- Problem to solve: Nothing but the entries, copied exactly, should appear in the response.

- Data extracted from a collection:
⟨

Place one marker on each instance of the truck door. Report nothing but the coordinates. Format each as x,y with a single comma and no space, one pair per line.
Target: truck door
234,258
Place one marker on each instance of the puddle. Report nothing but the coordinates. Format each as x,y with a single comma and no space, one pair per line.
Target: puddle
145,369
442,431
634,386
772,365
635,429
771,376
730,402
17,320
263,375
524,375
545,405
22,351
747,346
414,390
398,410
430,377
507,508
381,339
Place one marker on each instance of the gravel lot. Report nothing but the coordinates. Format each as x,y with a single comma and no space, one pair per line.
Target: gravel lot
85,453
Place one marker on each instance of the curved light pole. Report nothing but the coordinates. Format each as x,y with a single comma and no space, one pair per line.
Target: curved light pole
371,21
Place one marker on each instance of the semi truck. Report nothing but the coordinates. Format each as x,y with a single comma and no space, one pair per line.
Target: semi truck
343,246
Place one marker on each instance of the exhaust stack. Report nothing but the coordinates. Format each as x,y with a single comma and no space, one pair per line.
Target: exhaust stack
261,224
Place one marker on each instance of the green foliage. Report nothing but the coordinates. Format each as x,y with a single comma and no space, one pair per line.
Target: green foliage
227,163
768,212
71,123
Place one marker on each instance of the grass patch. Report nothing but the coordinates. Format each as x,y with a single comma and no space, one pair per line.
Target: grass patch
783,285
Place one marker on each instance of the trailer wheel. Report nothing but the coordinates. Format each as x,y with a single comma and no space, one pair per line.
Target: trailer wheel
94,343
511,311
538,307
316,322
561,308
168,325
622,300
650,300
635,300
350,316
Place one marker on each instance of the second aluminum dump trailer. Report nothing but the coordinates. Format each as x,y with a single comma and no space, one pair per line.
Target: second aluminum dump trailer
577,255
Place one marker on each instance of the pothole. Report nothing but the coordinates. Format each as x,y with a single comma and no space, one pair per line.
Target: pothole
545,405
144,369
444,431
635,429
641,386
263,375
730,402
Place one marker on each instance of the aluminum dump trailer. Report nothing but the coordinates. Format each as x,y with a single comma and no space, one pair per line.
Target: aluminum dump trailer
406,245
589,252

⟩

- Response to the task:
Place one marker on each instance of the truck door. Report nothing but the coordinates. Format each as x,y with a single comma and no space, one pair per line.
Target: truck door
234,258
Place one marker on each instance of the puddle. Report nothing but the coordinates. Format each as x,y with a single comma and no space, one pair per line.
Target: puddle
145,369
442,431
634,386
772,365
635,429
771,376
730,402
17,320
263,375
524,375
545,405
22,351
747,346
414,390
398,410
430,377
507,508
381,339
Place one marker on each instance of the gravel lot. Report nothing but the coordinates. Format each as x,y with a single comma and no space, one pair per line.
Target: gravel lot
85,453
Place one marker on each instance of the curved light pole. Report nothing but the coordinates. Format each as x,y with a single comma and no space, one pair per line.
Target: curved light pole
371,21
Place one marker on each instance of the semi truck. Report nothing but the coordinates. Format each as x,y with a single comma and no space, one pair per line.
Target: semi truck
343,246
Place one marker on each instance of the exhaust stack. Report nothing but the coordinates. Format each as x,y with a single comma and no space, one pair per line.
Target: exhaust stack
261,224
Place one marker on each instance of the green foliage. Report nothing but the coordinates. Format each as x,y with a single comma and no space, one pair per line.
Target: green foliage
227,163
768,212
71,123
Place one marker on each instance of the grass patch. Report nothing but the coordinates. Format each as x,y with a single comma and no space, one pair per line.
Target: grass patch
783,285
Place one marker on each instance of the trailer wheel. Report nothing but the coordinates. Format each as x,y with a single comma and no space, one pair per line.
Target: trailer wheel
94,343
511,311
538,307
316,322
561,308
168,325
622,300
650,300
635,300
350,316
Place one marker on each instance of the second aluminum dump trailer. Report nothing but the coordinates. Format each as x,y with a single comma and no space, one pair per line.
Target: second aluminum dump trailer
577,255
Place one marker on each instance of the pothole. Report nothing but the coordinates. Format each as x,y with a single comma and no space, one pair per line.
Target: pothole
545,405
144,369
444,431
635,429
641,386
263,375
730,402
Place one marker on each instance of the aluminum dump trailer. Report nothing but the coordinates. Format each as x,y with a single comma and no space, one pair per line.
Target: aluminum dump trailer
406,245
589,252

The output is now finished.